**EXERCISE INPUTS:**

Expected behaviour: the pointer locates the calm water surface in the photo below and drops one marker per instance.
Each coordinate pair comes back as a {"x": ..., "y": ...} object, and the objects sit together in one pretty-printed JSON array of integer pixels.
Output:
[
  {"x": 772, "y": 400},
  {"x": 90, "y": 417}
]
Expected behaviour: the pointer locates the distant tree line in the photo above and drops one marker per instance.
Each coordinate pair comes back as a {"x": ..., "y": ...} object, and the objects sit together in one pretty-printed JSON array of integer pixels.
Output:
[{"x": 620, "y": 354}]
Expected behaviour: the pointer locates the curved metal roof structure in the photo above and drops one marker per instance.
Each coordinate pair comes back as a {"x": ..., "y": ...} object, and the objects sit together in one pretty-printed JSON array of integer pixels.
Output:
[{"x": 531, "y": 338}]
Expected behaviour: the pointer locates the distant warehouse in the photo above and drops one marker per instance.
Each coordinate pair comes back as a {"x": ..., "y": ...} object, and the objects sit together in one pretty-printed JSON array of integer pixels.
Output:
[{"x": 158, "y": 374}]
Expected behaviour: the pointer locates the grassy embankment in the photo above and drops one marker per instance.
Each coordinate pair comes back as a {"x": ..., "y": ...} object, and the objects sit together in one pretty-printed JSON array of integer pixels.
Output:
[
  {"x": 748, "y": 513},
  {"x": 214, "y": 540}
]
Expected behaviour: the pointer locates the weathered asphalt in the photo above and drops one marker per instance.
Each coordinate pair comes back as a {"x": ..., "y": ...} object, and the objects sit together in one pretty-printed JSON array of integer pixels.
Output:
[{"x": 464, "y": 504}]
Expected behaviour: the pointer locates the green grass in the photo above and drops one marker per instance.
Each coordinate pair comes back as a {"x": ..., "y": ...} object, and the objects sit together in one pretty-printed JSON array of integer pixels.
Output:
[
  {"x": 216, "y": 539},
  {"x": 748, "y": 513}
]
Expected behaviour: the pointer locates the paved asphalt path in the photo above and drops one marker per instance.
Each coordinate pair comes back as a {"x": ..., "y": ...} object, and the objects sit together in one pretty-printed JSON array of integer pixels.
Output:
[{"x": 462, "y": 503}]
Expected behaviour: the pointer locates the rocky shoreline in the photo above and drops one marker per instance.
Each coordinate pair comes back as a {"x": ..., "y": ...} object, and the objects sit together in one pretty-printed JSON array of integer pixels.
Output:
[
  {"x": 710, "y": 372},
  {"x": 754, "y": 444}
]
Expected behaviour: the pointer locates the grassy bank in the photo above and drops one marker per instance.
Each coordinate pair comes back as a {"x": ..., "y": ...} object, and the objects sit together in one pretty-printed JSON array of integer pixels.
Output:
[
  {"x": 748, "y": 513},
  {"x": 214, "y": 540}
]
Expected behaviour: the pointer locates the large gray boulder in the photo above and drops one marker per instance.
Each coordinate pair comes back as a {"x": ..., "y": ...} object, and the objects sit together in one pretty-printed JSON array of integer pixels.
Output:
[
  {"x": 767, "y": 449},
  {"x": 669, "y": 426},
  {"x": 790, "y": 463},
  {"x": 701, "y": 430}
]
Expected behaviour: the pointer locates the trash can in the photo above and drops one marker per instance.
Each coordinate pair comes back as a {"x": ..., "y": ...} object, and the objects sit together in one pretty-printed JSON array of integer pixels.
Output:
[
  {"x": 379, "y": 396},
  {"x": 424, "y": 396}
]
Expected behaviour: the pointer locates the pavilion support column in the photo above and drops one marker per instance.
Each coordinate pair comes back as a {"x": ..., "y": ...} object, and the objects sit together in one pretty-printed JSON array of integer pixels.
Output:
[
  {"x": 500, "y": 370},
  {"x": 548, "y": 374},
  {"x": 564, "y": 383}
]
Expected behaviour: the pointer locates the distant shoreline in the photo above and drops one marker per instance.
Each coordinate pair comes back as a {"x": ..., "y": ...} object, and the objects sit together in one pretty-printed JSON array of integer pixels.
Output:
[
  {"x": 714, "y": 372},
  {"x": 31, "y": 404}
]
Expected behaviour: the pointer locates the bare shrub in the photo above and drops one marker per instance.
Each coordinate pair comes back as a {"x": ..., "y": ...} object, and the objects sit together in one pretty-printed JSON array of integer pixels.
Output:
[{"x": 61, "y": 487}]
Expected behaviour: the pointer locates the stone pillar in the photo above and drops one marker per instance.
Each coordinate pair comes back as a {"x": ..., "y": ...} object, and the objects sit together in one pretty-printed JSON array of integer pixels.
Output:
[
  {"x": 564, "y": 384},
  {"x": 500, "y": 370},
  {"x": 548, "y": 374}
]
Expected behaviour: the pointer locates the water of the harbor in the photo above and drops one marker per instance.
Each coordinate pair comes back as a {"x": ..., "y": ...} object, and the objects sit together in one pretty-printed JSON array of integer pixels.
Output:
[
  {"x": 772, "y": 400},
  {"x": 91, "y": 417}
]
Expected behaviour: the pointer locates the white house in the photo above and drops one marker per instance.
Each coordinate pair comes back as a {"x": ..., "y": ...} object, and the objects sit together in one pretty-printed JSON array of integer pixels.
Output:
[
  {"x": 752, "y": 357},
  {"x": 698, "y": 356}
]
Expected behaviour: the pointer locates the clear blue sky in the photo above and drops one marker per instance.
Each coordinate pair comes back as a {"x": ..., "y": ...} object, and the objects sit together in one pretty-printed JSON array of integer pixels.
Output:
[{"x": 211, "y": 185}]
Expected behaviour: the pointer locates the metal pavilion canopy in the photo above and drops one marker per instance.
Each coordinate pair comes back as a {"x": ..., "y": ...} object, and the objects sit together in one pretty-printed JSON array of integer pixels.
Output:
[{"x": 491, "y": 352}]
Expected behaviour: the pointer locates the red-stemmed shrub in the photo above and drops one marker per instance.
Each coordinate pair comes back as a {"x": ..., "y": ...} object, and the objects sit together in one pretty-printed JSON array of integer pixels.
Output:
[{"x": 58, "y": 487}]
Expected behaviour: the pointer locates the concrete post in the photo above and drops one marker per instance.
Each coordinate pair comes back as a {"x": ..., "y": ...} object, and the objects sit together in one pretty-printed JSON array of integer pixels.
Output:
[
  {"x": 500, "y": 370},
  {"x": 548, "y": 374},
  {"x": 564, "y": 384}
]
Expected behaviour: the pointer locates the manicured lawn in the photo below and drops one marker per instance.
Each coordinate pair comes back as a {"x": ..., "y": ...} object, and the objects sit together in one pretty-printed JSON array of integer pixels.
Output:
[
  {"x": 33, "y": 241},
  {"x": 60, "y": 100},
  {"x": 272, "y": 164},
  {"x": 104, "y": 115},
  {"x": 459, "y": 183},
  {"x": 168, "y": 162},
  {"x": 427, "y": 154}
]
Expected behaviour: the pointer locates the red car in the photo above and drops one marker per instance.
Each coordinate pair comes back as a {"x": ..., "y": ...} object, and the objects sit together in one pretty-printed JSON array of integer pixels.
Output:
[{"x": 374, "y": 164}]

**WHAT TO PRODUCE:** In the answer, each entry from the listing must be transcribed exactly.

**RESPONSE AREA:**
Expected behaviour: the pointer locates the calm water surface in the photo below and drops one marker per instance.
Each coordinate pair comes back as a {"x": ..., "y": ...} object, and the objects sit together in one pretty-printed JSON array of integer pixels.
Output:
[
  {"x": 772, "y": 400},
  {"x": 90, "y": 417}
]
Expected behaviour: the pointer locates the distant tree line in the photo above and drops one marker per instance.
Each coordinate pair comes back as a {"x": ..., "y": ...} object, and the objects sit together in one pretty-printed JSON array of integer pixels.
Output:
[{"x": 620, "y": 354}]
Expected behaviour: the pointer locates the curved metal roof structure in the photo above and drops one marker per instance.
Each coordinate pair comes back as a {"x": ..., "y": ...} object, and the objects sit together in one pretty-printed JSON array of integer pixels.
Output:
[{"x": 531, "y": 338}]
Expected behaviour: the pointer locates the distant warehouse in the photo above and drops one marker per instance.
Each coordinate pair comes back as a {"x": ..., "y": ...} object, and the objects sit together in one pretty-printed JSON array of integer pixels.
Output:
[{"x": 158, "y": 374}]
Expected behaviour: the pointer locates the grassy embankment in the photo above and drops one marker per instance.
Each coordinate pair comes back as a {"x": ..., "y": ...} object, and the objects sit together in one pretty-printed JSON array of integer pixels.
Output:
[
  {"x": 748, "y": 513},
  {"x": 214, "y": 540}
]
Expected behaviour: the pointer locates the weathered asphalt in the photo above and drops one marker per instance.
Each coordinate pair comes back as a {"x": ..., "y": ...} object, and the objects sit together in one pretty-printed JSON array of integer pixels.
Output:
[{"x": 464, "y": 504}]
Expected behaviour: the pointer locates the green grass in the photo above and drops one marker per instance.
Each coordinate pair comes back as a {"x": ..., "y": ...} object, and the objects sit together in one pretty-printed JSON array of integer pixels.
Output:
[
  {"x": 216, "y": 539},
  {"x": 748, "y": 513}
]
Expected behaviour: the pointer locates the paved asphalt path in the photo above and drops one marker per instance.
Each coordinate pair comes back as a {"x": ..., "y": ...} object, and the objects sit together in one pretty-printed JSON array of integer pixels.
Output:
[{"x": 462, "y": 503}]
Expected behaviour: the pointer locates the rocky shoreline in the photo above and drops one marker per instance.
Each coordinate pair comes back as a {"x": ..., "y": ...} object, and the objects sit together in one pretty-printed JSON array of integer pixels.
Output:
[
  {"x": 710, "y": 372},
  {"x": 754, "y": 444}
]
Expected behaviour: the pointer locates the grassy bank in the photo above and drops one marker per instance.
Each coordinate pair comes back as a {"x": ..., "y": ...} object, and the objects sit together in one pretty-printed JSON array of integer pixels.
Output:
[
  {"x": 748, "y": 513},
  {"x": 214, "y": 540}
]
Expected behaviour: the pointer locates the large gray boulder in the photo above and drops one marker per instance.
Each coordinate pair comes back as a {"x": ..., "y": ...} object, and the objects sit together in one pretty-printed JSON array of integer pixels.
Output:
[
  {"x": 767, "y": 449},
  {"x": 669, "y": 426},
  {"x": 790, "y": 463},
  {"x": 701, "y": 430}
]
Expected behaviour: the pointer locates the trash can in the photo above and drops one marker per instance.
Each coordinate pair comes back as a {"x": ..., "y": ...} object, and the objects sit together in one pretty-printed JSON array of integer pixels.
Output:
[
  {"x": 379, "y": 396},
  {"x": 424, "y": 396}
]
Expected behaviour: the pointer locates the pavilion support column in the photo above and drops one marker per instance.
Each coordinate pair comes back as a {"x": ..., "y": ...} object, and the objects sit together in one pretty-printed JSON array of integer pixels.
Output:
[
  {"x": 500, "y": 370},
  {"x": 548, "y": 374},
  {"x": 564, "y": 383}
]
Expected behaviour: the pointer locates the distant shoreline in the photo above and drops one marker per instance.
Each coordinate pair comes back as a {"x": ..., "y": ...} object, and the objects sit together in one pretty-printed JSON array of integer pixels.
Output:
[
  {"x": 714, "y": 372},
  {"x": 31, "y": 404}
]
Expected behaviour: the pointer locates the bare shrub in the photo above and drops one marker per instance.
Each coordinate pair comes back as a {"x": ..., "y": ...} object, and the objects sit together in one pretty-printed JSON array of integer pixels.
Output:
[{"x": 61, "y": 487}]
Expected behaviour: the pointer locates the stone pillar in the photo above and drops one marker per instance.
Each coordinate pair comes back as a {"x": ..., "y": ...} object, and the objects sit together in one pretty-printed JSON array of integer pixels.
Output:
[
  {"x": 564, "y": 384},
  {"x": 500, "y": 370},
  {"x": 548, "y": 374}
]
Expected behaviour: the pointer locates the water of the harbor in the photo above and drops one marker per instance.
Each coordinate pair comes back as a {"x": ..., "y": ...} object, and the objects sit together in one pretty-printed JSON array of integer pixels.
Output:
[
  {"x": 772, "y": 400},
  {"x": 91, "y": 417}
]
Expected behaviour: the pointer locates the white house in the photo above and drops one marker per instance.
Each coordinate pair comes back as a {"x": ..., "y": ...} object, and the objects sit together in one pretty-printed JSON array of integer pixels.
Output:
[
  {"x": 752, "y": 357},
  {"x": 698, "y": 356}
]
Expected behaviour: the pointer locates the clear blue sky in the photo above and drops one marker per instance.
Each coordinate pair comes back as a {"x": ..., "y": ...} object, and the objects sit together in one pretty-printed JSON array of integer pixels.
Output:
[{"x": 211, "y": 185}]
Expected behaviour: the pointer locates the metal pavilion canopy in the photo above and drops one marker per instance.
Each coordinate pair comes back as a {"x": ..., "y": ...} object, and the objects sit together in one pretty-printed JSON array of integer pixels.
Output:
[{"x": 491, "y": 352}]
Expected behaviour: the pointer locates the red-stemmed shrub in the photo above and drops one marker per instance.
Each coordinate pair comes back as a {"x": ..., "y": ...} object, and the objects sit together in one pretty-printed JSON array of integer pixels.
Output:
[{"x": 58, "y": 487}]
Expected behaviour: the pointer locates the concrete post in the photo above and drops one marker per instance.
Each coordinate pair comes back as a {"x": ..., "y": ...} object, and the objects sit together in one pretty-printed JSON array of integer pixels.
Output:
[
  {"x": 500, "y": 370},
  {"x": 548, "y": 374},
  {"x": 564, "y": 384}
]
Expected behaviour: the pointer locates the manicured lawn in the photo below and drops one marker per instance.
Each coordinate pair comes back as a {"x": ..., "y": ...} object, and the objects sit together in one pretty-printed JSON array of integer pixels.
Output:
[
  {"x": 33, "y": 241},
  {"x": 60, "y": 100},
  {"x": 272, "y": 164},
  {"x": 104, "y": 115},
  {"x": 459, "y": 183},
  {"x": 168, "y": 162},
  {"x": 427, "y": 154}
]
Expected behaviour: the pointer locates the red car in the photo above and drops one marker per instance.
Each coordinate pair comes back as a {"x": ..., "y": ...} object, and the objects sit together in one pretty-printed JSON array of integer pixels.
Output:
[{"x": 374, "y": 164}]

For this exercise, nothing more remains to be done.